/---

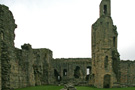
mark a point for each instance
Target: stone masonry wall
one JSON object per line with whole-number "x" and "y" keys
{"x": 71, "y": 70}
{"x": 7, "y": 27}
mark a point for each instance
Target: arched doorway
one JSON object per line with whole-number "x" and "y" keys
{"x": 107, "y": 81}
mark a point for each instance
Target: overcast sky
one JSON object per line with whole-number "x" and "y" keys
{"x": 64, "y": 26}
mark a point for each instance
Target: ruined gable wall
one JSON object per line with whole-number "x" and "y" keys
{"x": 127, "y": 70}
{"x": 17, "y": 65}
{"x": 70, "y": 65}
{"x": 7, "y": 27}
{"x": 34, "y": 66}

\---

- What you have to do: Can you rescale all the records by writing out every line again, requests included, with each x and y point coordinate in the answers multiplied by 2.4 and rounded to the nearest whole number, halves going up? Leave the pictures out.

- Final answer:
mark a point for each instance
Target: stone masonry wall
one JSON object per line with whole-number "x" and "y" keys
{"x": 170, "y": 168}
{"x": 17, "y": 65}
mark a point for each instance
Target: arched doorway
one JSON object per line with whole-number "x" and "y" keys
{"x": 257, "y": 194}
mark a point for each instance
Target: overcast sky
one JSON object per line with whole-number "x" and "y" keys
{"x": 154, "y": 62}
mark a point for each instance
Target: ruined gable wall
one JSON object per line with whole-number "x" and "y" keys
{"x": 305, "y": 168}
{"x": 41, "y": 156}
{"x": 168, "y": 156}
{"x": 17, "y": 65}
{"x": 82, "y": 158}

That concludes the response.